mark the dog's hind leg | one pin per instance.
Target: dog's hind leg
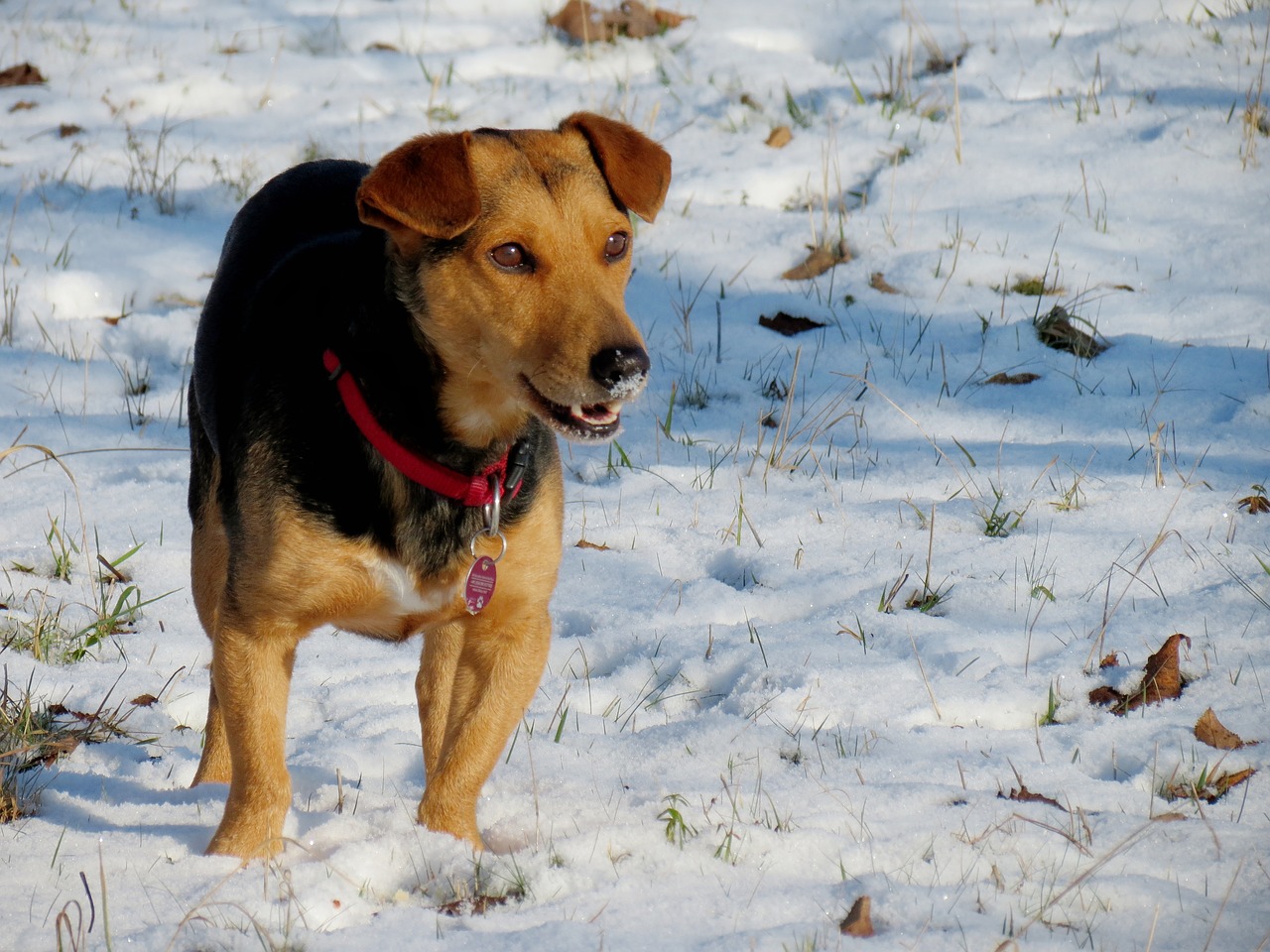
(250, 683)
(477, 676)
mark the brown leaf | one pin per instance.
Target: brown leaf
(788, 324)
(476, 905)
(1213, 789)
(1255, 506)
(1162, 679)
(1056, 330)
(780, 137)
(21, 75)
(1105, 696)
(879, 284)
(822, 258)
(858, 921)
(587, 23)
(1211, 731)
(1012, 379)
(1025, 796)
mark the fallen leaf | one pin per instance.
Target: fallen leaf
(1211, 731)
(1056, 330)
(780, 137)
(21, 75)
(1213, 789)
(1162, 679)
(788, 324)
(858, 921)
(587, 23)
(1025, 796)
(1012, 379)
(1164, 674)
(822, 258)
(476, 905)
(879, 284)
(1255, 504)
(1105, 696)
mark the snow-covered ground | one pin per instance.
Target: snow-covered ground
(731, 743)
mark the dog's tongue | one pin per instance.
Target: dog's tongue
(597, 414)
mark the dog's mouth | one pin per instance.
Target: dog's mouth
(581, 421)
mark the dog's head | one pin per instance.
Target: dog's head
(513, 250)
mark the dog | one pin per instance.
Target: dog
(381, 367)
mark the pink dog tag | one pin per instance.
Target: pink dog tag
(479, 588)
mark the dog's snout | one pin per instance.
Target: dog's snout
(619, 367)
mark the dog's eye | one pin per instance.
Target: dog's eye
(511, 258)
(616, 245)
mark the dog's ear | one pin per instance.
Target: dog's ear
(425, 188)
(636, 168)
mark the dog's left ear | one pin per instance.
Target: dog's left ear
(636, 168)
(425, 188)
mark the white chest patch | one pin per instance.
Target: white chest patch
(397, 583)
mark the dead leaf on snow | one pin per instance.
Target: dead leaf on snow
(1213, 789)
(822, 258)
(780, 137)
(858, 920)
(1209, 730)
(788, 324)
(1162, 679)
(587, 23)
(21, 75)
(879, 284)
(1057, 330)
(1025, 796)
(1012, 379)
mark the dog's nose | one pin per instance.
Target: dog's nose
(616, 367)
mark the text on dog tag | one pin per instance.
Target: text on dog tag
(479, 588)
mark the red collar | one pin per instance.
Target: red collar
(470, 490)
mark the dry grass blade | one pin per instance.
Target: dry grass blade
(878, 282)
(780, 137)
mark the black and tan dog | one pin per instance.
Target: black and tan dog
(381, 365)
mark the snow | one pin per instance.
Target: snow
(722, 655)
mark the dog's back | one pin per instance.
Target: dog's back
(307, 204)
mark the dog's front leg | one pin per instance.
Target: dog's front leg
(250, 682)
(476, 678)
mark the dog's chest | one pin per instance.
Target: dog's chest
(398, 604)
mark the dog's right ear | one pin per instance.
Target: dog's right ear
(425, 188)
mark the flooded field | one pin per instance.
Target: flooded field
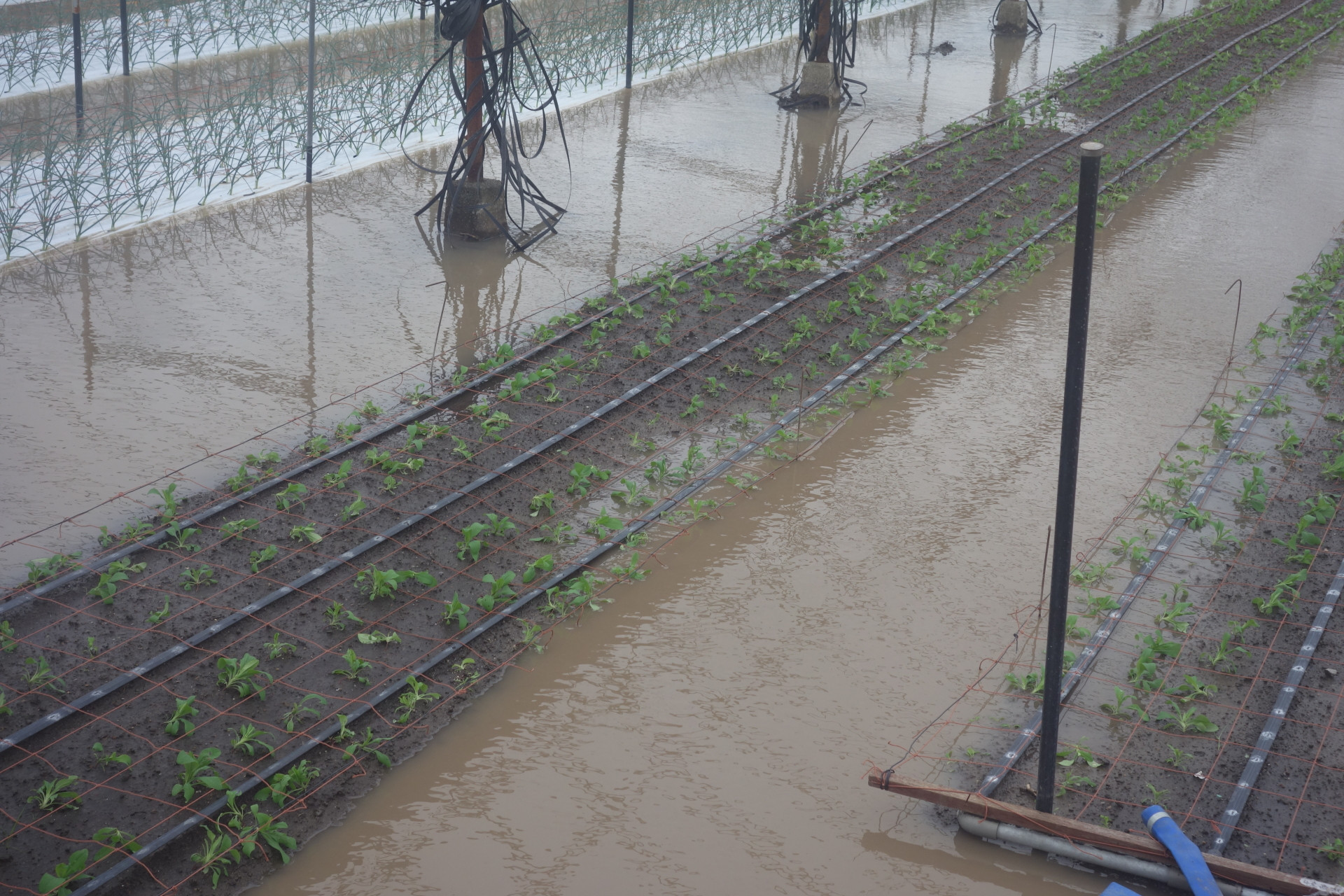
(710, 731)
(140, 352)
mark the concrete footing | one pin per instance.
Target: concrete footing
(1012, 18)
(479, 210)
(818, 86)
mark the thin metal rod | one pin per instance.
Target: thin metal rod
(78, 35)
(312, 89)
(1075, 360)
(473, 70)
(125, 42)
(629, 42)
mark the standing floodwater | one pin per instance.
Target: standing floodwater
(710, 732)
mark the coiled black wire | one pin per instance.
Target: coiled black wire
(512, 71)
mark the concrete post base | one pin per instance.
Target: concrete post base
(470, 216)
(1012, 18)
(816, 88)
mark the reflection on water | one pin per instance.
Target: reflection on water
(218, 323)
(710, 731)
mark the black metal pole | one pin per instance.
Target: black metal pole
(629, 42)
(74, 22)
(125, 42)
(1075, 362)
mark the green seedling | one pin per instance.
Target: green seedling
(337, 479)
(179, 539)
(251, 739)
(473, 542)
(604, 526)
(495, 425)
(337, 615)
(500, 590)
(286, 785)
(416, 695)
(235, 528)
(134, 531)
(42, 570)
(379, 637)
(244, 676)
(1177, 757)
(181, 722)
(41, 676)
(168, 510)
(1198, 519)
(304, 708)
(355, 668)
(369, 745)
(316, 447)
(1126, 706)
(543, 501)
(159, 615)
(280, 649)
(55, 794)
(106, 758)
(354, 508)
(198, 578)
(290, 496)
(198, 771)
(1091, 574)
(385, 583)
(1032, 682)
(582, 479)
(1193, 690)
(537, 567)
(1187, 720)
(454, 610)
(118, 571)
(257, 559)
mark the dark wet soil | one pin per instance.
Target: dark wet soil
(683, 421)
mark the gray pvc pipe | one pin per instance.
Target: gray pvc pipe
(1093, 856)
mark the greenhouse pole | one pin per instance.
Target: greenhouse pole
(125, 42)
(1075, 360)
(74, 22)
(312, 71)
(629, 42)
(473, 66)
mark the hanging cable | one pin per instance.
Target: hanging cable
(493, 67)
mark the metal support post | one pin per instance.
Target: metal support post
(1075, 362)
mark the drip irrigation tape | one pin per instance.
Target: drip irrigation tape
(1098, 640)
(1226, 825)
(127, 678)
(100, 564)
(686, 492)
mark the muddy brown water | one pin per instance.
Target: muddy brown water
(710, 731)
(136, 354)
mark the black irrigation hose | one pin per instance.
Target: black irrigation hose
(1160, 552)
(440, 405)
(657, 511)
(1226, 827)
(115, 684)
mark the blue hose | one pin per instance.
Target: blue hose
(1187, 855)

• EXERCISE AIM: Restate each entry word for word, leaving out any pictures.

• FULL OUTPUT:
mark the dog's hind leg | one pin per instance.
Target: dog's hind leg
(250, 683)
(477, 676)
mark the brown leaf | one pin per instance.
Target: brown leaf
(788, 324)
(476, 905)
(1213, 789)
(1255, 506)
(1162, 679)
(1056, 330)
(780, 137)
(21, 75)
(1105, 696)
(879, 284)
(822, 258)
(858, 921)
(587, 23)
(1211, 731)
(1012, 379)
(1025, 796)
mark the fallen leaf | one pin per instance.
Target: fallen leaf
(1211, 731)
(1056, 330)
(780, 137)
(21, 75)
(1213, 789)
(1162, 679)
(788, 324)
(858, 921)
(587, 23)
(1025, 796)
(1012, 379)
(1164, 674)
(822, 258)
(476, 905)
(879, 284)
(1255, 504)
(1105, 696)
mark the snow-covered ground | one pin per instance.
Target: snow-covered ground
(731, 743)
mark the dog's tongue | one pin per instance.
Target: dog's tongue
(597, 414)
mark the dog's mouth | one pin per instance.
Target: dog's mouth
(581, 421)
mark the dog's head | one pin per instance.
Target: dog's head
(513, 250)
mark the dog | one pin per instance.
Target: dog
(381, 367)
mark the pink dog tag | one pin per instance.
Target: pink dog tag
(479, 588)
mark the dog's snout | one pin per instance.
Target: dog's snout
(619, 367)
mark the dog's eye | one pin per instance.
Target: dog's eye
(511, 258)
(616, 245)
mark the dog's ear | one pin per instance.
Target: dog's ear
(425, 188)
(636, 168)
mark the dog's left ear | one pin per instance.
Target: dog's left ear
(636, 168)
(425, 188)
mark the white chest patch | one pin per instance.
Target: white chest patch
(397, 583)
mark the dead leaf on snow | one pin per instance.
Target: dead leaf on snow
(1213, 789)
(822, 258)
(780, 137)
(858, 920)
(1209, 730)
(788, 324)
(1162, 679)
(587, 23)
(21, 75)
(879, 284)
(1057, 330)
(1025, 796)
(1012, 379)
mark the dog's nose | one pin per instance.
Target: dog's nose
(616, 367)
mark the text on dog tag | one pin per instance.
Target: text on dog tag
(479, 588)
mark the red collar | one pin per instance.
Target: red collar
(470, 490)
mark the dry grass blade | one pin per instance.
Target: dry grass blade
(878, 282)
(780, 137)
mark the black and tan dog | one pin per instance.
Target: black and tan dog
(381, 365)
mark the snow | one pin per instance.
Target: snow
(722, 655)
mark the dog's back | one pin per instance.
Target: dog's back
(307, 204)
mark the dog's front leg | one pin per instance.
Target: dog's front leg
(250, 682)
(476, 678)
mark the dog's chest | one pin per instance.
Target: dog's chest
(398, 604)
mark the dog's right ear | one pin per instance.
Target: dog's right ear
(425, 188)
mark the flooded field | one pin per instance.
Target: flooded field
(710, 731)
(140, 352)
mark the concrete footing | one pin per instance.
Target: concrete footing
(1012, 18)
(479, 210)
(818, 86)
mark the thin metal rod | one pin per instance.
Target: thin metal rod
(78, 35)
(312, 89)
(1075, 360)
(473, 70)
(125, 42)
(629, 42)
mark the standing floodwater | one pin per instance.
Target: standing floodwater
(710, 732)
mark the coiled black wire | one pin per instance.
Target: coiled black wire
(512, 71)
mark the concrete post base | one pin per instance.
Target: concrete post base
(470, 216)
(1012, 18)
(816, 88)
mark the reflection on water | one pin per instance.
Target: reflection on water
(218, 323)
(710, 731)
mark the black metal pole | one pin per instance.
Target: black metal pole
(629, 42)
(74, 22)
(125, 42)
(1075, 362)
mark the green seedling | one pin per instance.
Target: green seedling
(337, 479)
(179, 539)
(251, 739)
(473, 542)
(604, 526)
(495, 425)
(337, 615)
(500, 590)
(286, 785)
(416, 695)
(235, 528)
(134, 531)
(42, 570)
(379, 637)
(244, 676)
(1177, 757)
(181, 722)
(41, 676)
(168, 510)
(1198, 519)
(304, 708)
(355, 668)
(369, 745)
(316, 447)
(1126, 706)
(543, 501)
(159, 615)
(280, 649)
(55, 794)
(106, 758)
(354, 508)
(198, 578)
(290, 496)
(198, 771)
(1091, 574)
(385, 583)
(1032, 682)
(582, 479)
(1193, 690)
(537, 567)
(1187, 720)
(454, 610)
(118, 571)
(257, 559)
mark the dark wet soil | one pin per instance.
Target: dark wet soil
(683, 421)
mark the gray pvc pipe | one pin per instance.
Target: gray pvc pipe
(1093, 856)
mark the greenhouse pole | one pin per instance.
Target: greenhouse pole
(125, 42)
(1075, 360)
(74, 22)
(312, 71)
(629, 42)
(473, 66)
mark the hanging cable | one pin per instance.
Target: hanging cable
(493, 67)
mark the metal support post | one pin per instance.
Target: metal support post
(1075, 362)
mark the drip irrigation tape | one pin per instance.
Target: drip irrigation tape
(1098, 640)
(1226, 825)
(127, 678)
(100, 564)
(686, 492)
mark the muddy brown water | one pin per instance.
Target: muddy brown water
(710, 731)
(136, 354)
mark the black irrigation hose | one pin per instance.
Target: black irrigation hose
(1160, 552)
(440, 405)
(657, 511)
(1226, 827)
(115, 684)
mark the blue hose | one pin per instance.
Target: blue hose
(1187, 855)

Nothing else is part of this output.